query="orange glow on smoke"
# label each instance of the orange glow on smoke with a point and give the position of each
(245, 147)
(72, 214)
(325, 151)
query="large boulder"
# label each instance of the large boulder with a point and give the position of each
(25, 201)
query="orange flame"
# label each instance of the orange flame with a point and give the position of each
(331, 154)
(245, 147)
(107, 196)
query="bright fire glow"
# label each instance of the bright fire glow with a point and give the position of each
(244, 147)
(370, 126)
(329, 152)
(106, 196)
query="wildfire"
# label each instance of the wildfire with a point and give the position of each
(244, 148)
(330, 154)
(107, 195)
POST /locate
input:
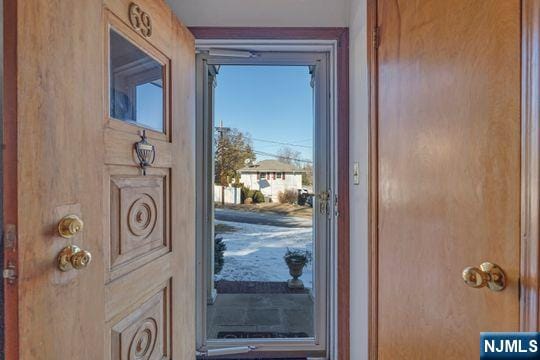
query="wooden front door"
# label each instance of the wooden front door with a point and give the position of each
(448, 173)
(90, 76)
__________________________________________________
◆ ACTION ITEM: Where the line containing "# label each instance of the wildfire" appears in the entries above, start there and set down every line exactly through the last one, inclusive; omit pictures.

◆ RESULT OF THIS EXERCISE:
# label each instance of the wildfire with a point and give the position of each
(244, 148)
(330, 154)
(107, 195)
POST /locate
input:
query="wooden front door"
# label each instance of the wooden front door with a point and give the position of each
(448, 173)
(90, 76)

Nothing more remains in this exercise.